Provided passage
Loka was convicted after a retrial. The first jury had failed to reach verdicts in March, so Peter’s family had the added distress of reliving their brother’s final moments twice.

Peter, though unmarried and childless, was a much-loved member of a large extended family.

The eldest of five children born to a London cabinet maker, his family say he was a quiet, unassuming, ‘gentle giant’ who always put others first and was adored by his many nephews and nieces.

He cared devotedly for his elderly mother Violet for years until she passed away.

His younger siblings Michael, 71, Christine, 70, David, 65, and Teresa, 62, still haven’t come to terms with his loss, and nor have their children and grandchildren.

Before the pandemic, Peter used to meet Christine every Saturday night to play Scrabble, and stayed with her each Christmas. He loved big family get-togethers and weddings, but living alone, work was his passion.

‘Peter loved his job and was highly regarded by his colleagues,’ says Christine. ‘He never wanted to retire. He didn’t even like taking time off work for holidays.’

Michael’s wife of 53 years, Sandra, 71, said: ‘I’ve known Peter since I was 16 and he was just a lovely man.

‘He was tall and very thin and his colleagues were always trying to fatten him up, but he was incredibly fit for his age. He’d recently been for a medical and was in such good shape he was told he’d live to be 100.’

Because of the pandemic, and lockdown, the family hadn’t been able to see Peter until the day police called about the accident.

‘Peter died exactly one week before his 73rd birthday,’ says Michael, who would like to see cycles registered in the same way cars are and have number plates.

‘We knew he was badly injured and were warned he probably wouldn’t make it, but we were distraught to arrive at the hospital to be asked permission for his life support to be turned off. We weren’t expecting that at all.

‘He’d hit the ground very hard and looked in bad shape. There was nothing that could be done to save him. He was brain dead. We knew he wouldn’t have wanted to live if he was going to be left with no quality of life, so we said yes.’

Michael and sister Teresa held Peter’s hands as he passed away.

‘It took Peter 53 minutes to die. It was the most awful experience of our lives. Teresa broke down, she was devastated. She still can’t talk about it today.’

Three weeks after the crash, Loka handed himself in to police after CCTV pictures of him were released in a witness appeal. Michael’s three children and seven grandchildren posted Loka’s picture on social media in the hope that someone would recognise him.

Christine says: I’m not sure Loka would ever have given himself up without those CCTV images. Before then, he tried to change his appearance by shaving and cutting his hair. In court, he said he was sorry, but he kept his head down the whole time.

‘We can understand why the jury cleared him of manslaughter, but as for the two-year sentence he did receive, we just don’t get it. What’s the point? It’s important that he is convicted, but we wanted more than what seems like a slap on the wrist. Even if the jury decided it wasn’t manslaughter, the sentence should have been longer.’

Peter’s family, despite their grief and anger at his death, hope that by speaking out, something positive will emerge from their personal tragedy.

It is early days, but their biggest wish is to see the Government address a growing problem of reckless cyclists and change the law to reflect the modern era.

They’d like it to be called Peter’s Law, in tribute to the quiet 72-year-old who’d devoted his life to the health service.

‘When we left Snaresbrook Court after Loka’s conviction, as we went up the road we saw a young guy on an electric scooter go through a red light, then further up a lady cyclist go through a red, followed by a couple more,’ says Christine.

‘How many pedestrians have to be injured for something to be done? Car drivers have to pay road tax, pass a test and have insurance, but cyclists don’t have to do anything.

‘The only thing that will work as a deterrent is harsher sentences.’

Material shown
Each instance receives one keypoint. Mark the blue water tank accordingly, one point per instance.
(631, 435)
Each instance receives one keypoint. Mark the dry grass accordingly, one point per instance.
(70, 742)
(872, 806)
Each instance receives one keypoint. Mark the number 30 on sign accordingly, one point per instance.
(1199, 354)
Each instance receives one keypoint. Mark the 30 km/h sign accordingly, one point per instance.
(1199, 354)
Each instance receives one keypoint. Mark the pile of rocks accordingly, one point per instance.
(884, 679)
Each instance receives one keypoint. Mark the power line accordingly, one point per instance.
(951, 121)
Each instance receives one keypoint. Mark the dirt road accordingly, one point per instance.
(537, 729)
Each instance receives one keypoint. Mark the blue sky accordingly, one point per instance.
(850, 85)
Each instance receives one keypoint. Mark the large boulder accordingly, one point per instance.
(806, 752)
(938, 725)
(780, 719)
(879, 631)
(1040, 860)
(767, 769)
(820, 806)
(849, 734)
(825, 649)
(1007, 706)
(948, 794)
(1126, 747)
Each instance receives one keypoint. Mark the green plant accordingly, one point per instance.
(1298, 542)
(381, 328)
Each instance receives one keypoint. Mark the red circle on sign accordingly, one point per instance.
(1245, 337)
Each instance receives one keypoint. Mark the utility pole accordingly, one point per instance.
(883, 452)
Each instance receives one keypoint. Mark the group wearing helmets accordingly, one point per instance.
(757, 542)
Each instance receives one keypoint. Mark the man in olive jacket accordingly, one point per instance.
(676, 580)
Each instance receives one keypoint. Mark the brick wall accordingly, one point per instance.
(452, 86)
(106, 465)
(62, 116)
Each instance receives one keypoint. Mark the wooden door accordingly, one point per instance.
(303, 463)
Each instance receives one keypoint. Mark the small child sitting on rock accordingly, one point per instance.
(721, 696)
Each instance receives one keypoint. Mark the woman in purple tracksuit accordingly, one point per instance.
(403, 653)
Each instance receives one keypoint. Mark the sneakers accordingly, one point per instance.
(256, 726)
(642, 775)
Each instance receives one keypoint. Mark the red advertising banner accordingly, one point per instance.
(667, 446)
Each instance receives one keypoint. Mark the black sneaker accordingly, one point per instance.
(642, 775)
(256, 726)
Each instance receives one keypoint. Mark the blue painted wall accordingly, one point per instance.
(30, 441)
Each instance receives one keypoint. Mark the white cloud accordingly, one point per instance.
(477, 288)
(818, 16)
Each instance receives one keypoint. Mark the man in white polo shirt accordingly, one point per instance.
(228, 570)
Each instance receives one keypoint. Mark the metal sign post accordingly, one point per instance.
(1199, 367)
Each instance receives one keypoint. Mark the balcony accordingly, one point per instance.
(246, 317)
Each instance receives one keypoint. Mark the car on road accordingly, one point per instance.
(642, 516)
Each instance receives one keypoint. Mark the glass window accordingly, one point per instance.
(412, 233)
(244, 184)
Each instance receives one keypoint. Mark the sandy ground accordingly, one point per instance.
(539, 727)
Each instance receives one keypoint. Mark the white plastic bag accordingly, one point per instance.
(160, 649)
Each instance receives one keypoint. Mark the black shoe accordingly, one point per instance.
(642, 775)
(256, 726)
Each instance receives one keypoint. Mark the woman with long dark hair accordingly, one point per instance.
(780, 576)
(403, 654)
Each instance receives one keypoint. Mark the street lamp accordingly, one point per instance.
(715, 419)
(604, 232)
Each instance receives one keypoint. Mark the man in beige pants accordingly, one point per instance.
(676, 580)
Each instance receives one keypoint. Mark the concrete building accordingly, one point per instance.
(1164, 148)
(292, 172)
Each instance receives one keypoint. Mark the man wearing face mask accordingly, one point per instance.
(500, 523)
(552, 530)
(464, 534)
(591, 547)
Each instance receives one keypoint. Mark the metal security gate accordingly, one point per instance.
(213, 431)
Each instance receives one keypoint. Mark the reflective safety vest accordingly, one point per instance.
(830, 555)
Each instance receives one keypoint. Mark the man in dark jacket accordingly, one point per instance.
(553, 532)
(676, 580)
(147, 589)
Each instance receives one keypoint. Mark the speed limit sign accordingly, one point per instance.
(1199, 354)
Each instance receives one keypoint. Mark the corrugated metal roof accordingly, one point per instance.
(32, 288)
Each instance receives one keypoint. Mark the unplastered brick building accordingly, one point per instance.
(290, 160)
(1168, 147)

Exercise prompt
In the article about Peter's death, why did Peter's family have to relive their brother's final moments twice? Answer in one to three sentences.

Response for this exercise
The first jury failed to reach verdicts in March, so Loka had to be retried. Going through a second trial meant the family relived Peter's final moments again.